Which lines of the listing contain the string "shorts"? Copy each of them.

Entries:
····················
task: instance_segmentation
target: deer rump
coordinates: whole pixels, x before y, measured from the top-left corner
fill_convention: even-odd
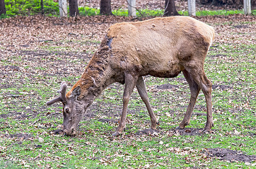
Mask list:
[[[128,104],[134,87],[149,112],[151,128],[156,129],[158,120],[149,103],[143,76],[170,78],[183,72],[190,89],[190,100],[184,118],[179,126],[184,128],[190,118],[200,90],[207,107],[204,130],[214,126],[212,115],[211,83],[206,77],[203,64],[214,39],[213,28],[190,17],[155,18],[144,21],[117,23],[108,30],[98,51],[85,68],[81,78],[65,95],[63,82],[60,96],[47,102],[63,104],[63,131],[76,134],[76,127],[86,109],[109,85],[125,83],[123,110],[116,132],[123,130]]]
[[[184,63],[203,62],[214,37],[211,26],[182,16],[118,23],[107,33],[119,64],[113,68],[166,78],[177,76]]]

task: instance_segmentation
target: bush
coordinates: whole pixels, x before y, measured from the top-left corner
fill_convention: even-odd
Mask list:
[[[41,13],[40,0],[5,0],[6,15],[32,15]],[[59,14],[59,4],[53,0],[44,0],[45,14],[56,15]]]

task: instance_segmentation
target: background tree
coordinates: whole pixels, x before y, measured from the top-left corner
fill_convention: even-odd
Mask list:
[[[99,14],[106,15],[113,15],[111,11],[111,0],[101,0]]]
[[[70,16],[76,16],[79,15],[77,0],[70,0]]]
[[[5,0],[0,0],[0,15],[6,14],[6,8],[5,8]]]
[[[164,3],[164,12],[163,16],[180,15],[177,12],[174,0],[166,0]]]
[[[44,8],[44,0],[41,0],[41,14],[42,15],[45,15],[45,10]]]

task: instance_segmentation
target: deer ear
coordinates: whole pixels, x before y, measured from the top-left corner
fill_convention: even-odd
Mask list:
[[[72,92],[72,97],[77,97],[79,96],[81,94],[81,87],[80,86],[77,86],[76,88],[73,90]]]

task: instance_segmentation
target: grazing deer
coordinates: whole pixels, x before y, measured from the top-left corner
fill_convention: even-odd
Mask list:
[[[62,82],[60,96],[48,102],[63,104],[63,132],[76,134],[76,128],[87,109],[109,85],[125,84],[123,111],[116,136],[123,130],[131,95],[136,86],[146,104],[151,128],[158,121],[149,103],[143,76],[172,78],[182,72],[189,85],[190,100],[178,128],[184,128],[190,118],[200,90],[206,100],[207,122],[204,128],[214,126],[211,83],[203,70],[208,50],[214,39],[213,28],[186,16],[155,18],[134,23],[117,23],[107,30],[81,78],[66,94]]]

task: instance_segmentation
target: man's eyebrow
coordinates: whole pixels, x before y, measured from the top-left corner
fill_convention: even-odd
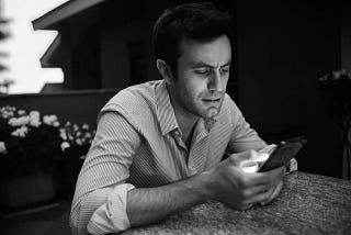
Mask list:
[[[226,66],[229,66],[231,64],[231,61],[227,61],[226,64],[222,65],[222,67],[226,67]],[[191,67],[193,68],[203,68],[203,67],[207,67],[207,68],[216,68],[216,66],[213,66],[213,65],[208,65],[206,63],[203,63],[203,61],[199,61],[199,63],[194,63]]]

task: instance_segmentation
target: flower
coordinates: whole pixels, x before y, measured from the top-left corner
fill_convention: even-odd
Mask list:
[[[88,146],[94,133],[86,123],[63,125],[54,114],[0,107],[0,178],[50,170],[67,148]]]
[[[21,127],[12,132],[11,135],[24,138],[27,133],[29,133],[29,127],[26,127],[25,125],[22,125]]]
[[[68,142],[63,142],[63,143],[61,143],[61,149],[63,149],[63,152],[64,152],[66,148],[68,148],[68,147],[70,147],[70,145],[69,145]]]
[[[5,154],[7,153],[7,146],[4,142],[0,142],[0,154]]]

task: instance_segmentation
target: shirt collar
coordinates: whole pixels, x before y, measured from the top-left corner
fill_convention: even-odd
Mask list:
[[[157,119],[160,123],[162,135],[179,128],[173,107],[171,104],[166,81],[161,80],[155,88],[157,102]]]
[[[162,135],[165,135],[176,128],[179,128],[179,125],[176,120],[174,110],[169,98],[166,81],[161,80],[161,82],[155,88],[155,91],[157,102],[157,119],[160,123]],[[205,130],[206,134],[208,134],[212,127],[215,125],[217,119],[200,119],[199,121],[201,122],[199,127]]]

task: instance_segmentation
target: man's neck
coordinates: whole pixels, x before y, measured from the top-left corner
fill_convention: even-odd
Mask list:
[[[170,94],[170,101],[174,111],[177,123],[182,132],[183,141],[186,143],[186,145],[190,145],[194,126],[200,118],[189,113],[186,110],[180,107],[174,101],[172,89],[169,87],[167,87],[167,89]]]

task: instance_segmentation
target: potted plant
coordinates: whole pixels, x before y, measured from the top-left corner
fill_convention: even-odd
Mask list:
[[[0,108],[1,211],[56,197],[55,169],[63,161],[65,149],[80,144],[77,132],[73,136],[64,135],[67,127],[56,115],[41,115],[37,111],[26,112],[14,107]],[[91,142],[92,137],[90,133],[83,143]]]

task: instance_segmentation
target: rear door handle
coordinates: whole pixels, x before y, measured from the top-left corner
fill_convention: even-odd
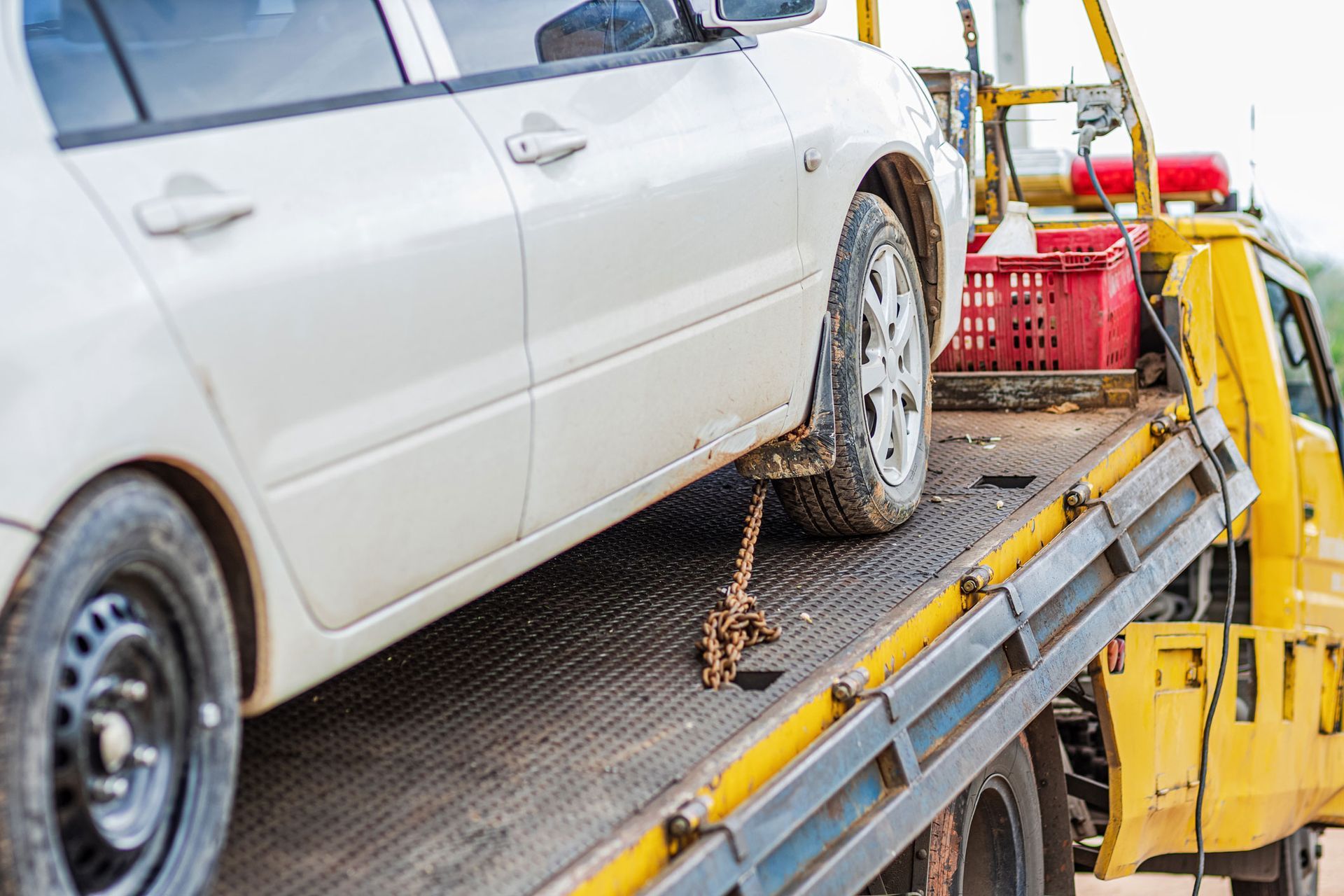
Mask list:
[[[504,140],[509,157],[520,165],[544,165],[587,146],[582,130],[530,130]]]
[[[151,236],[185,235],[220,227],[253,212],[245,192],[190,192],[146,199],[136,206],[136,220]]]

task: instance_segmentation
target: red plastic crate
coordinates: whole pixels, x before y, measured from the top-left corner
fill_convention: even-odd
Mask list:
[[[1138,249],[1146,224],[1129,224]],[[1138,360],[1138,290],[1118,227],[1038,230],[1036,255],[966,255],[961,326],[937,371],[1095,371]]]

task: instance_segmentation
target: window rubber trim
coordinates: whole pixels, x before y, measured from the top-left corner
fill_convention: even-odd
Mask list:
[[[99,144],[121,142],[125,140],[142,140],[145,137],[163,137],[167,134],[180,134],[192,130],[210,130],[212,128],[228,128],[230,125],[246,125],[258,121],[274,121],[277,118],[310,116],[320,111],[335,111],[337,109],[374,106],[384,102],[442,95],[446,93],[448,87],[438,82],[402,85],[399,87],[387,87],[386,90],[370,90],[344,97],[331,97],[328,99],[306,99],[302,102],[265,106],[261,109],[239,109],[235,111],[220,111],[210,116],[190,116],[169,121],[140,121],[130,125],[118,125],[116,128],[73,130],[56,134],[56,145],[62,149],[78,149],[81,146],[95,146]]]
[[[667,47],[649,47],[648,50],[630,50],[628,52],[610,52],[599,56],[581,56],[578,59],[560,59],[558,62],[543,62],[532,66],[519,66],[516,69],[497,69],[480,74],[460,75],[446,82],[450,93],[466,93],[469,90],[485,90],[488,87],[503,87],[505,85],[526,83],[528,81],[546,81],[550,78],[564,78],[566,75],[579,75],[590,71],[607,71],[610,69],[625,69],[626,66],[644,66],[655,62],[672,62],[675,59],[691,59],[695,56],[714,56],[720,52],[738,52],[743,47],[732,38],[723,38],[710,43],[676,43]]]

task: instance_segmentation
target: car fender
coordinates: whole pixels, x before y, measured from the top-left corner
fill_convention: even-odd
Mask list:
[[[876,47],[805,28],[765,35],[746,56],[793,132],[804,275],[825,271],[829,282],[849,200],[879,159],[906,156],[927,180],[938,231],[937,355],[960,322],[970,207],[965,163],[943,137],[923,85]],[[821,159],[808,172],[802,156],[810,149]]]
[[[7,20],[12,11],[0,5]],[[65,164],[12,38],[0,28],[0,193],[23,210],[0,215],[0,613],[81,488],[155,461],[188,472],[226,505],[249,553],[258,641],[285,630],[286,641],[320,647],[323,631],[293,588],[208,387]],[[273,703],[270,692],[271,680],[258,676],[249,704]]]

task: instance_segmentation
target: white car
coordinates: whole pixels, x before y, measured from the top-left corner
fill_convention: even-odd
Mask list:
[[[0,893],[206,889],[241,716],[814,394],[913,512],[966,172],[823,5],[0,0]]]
····················
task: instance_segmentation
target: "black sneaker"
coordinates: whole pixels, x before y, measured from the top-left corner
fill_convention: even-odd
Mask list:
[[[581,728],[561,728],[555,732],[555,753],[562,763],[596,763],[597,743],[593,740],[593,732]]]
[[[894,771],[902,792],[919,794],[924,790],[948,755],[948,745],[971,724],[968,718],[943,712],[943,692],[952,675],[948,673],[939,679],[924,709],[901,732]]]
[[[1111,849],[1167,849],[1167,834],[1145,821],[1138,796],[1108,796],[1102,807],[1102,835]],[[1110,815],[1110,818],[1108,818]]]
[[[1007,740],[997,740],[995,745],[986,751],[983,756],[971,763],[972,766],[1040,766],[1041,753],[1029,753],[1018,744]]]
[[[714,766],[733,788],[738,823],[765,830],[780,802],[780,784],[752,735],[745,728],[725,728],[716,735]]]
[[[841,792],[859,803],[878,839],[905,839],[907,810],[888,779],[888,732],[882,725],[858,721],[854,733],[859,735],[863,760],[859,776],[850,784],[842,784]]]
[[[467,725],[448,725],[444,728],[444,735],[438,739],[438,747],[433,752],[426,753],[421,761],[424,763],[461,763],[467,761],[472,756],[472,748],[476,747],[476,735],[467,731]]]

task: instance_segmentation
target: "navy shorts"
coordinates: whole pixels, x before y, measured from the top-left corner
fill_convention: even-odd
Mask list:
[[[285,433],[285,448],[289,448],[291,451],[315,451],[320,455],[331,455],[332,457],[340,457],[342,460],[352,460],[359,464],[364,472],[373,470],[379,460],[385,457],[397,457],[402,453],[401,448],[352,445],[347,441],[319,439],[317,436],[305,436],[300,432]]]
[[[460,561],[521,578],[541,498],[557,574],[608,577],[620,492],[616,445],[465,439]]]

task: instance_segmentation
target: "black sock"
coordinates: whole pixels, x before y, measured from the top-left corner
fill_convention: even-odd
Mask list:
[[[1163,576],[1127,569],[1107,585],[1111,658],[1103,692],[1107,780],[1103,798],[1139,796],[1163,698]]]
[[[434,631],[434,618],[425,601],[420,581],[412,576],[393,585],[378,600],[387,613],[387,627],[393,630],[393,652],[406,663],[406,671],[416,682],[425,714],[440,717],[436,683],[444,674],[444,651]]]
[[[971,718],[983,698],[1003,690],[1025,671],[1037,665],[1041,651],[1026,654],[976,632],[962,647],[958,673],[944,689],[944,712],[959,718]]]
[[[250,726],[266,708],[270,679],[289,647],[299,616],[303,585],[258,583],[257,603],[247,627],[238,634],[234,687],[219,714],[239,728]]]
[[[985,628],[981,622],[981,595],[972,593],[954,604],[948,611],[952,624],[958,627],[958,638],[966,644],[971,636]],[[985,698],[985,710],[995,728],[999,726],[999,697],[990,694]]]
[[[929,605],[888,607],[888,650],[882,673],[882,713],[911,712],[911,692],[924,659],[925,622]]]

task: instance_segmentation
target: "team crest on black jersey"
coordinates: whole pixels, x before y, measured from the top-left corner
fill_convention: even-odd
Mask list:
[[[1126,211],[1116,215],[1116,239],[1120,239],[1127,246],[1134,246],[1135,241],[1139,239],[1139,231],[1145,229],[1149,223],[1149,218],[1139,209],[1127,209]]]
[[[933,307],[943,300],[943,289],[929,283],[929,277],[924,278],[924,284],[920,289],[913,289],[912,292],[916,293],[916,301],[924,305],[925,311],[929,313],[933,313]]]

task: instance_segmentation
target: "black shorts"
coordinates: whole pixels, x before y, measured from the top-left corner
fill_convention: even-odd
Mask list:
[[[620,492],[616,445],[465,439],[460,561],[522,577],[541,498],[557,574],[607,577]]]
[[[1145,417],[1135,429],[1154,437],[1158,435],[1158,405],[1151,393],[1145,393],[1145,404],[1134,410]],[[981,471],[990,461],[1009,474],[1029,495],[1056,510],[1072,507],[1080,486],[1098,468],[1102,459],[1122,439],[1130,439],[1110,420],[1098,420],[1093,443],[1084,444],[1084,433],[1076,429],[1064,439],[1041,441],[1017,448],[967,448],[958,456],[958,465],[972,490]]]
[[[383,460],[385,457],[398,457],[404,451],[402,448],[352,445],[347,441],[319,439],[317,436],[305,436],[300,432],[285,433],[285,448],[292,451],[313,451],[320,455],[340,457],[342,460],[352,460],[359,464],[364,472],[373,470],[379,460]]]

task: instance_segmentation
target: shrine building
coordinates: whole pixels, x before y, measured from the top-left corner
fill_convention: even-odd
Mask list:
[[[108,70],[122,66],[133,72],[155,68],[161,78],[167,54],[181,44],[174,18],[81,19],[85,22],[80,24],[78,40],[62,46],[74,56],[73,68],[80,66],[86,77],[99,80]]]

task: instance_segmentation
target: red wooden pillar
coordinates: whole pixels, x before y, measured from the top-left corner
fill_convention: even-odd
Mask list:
····················
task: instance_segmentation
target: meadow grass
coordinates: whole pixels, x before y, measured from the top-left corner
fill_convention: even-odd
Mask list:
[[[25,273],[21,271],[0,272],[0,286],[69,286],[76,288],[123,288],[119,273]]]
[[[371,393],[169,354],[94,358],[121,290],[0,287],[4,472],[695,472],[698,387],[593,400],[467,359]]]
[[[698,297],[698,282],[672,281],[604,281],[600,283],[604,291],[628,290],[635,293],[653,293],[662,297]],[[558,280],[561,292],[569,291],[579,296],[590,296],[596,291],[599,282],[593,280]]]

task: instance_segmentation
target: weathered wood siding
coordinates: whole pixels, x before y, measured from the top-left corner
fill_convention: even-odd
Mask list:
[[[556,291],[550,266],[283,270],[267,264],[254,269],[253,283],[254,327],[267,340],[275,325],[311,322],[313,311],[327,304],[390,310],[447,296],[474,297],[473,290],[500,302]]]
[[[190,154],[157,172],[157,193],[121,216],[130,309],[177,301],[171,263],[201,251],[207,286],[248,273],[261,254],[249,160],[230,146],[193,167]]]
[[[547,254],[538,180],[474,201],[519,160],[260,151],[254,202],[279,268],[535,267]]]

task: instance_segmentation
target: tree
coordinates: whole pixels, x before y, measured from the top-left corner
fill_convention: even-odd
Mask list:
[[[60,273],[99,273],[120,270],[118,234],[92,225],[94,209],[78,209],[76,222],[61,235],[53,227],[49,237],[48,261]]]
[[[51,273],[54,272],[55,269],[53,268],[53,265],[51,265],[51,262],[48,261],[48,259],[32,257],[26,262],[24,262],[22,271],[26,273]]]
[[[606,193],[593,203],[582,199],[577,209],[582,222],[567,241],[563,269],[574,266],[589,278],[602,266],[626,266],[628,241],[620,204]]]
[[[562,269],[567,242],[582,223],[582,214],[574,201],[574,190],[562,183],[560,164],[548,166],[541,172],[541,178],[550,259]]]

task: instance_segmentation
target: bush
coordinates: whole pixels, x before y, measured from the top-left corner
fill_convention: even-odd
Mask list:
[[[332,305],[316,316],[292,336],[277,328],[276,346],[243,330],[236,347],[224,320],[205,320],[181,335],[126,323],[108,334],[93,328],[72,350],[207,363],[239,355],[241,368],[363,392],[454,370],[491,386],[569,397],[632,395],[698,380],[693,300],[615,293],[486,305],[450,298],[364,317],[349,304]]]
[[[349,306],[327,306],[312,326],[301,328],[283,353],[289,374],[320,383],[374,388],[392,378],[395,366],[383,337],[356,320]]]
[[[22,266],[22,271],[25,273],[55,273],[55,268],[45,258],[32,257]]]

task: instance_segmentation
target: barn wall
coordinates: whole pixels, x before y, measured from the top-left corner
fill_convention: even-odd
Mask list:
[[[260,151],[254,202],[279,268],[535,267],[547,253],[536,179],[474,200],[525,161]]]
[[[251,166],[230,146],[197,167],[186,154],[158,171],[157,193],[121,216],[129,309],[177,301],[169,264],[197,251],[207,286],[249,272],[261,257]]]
····················
Written response:
target: "navy shorts"
target: "black shorts"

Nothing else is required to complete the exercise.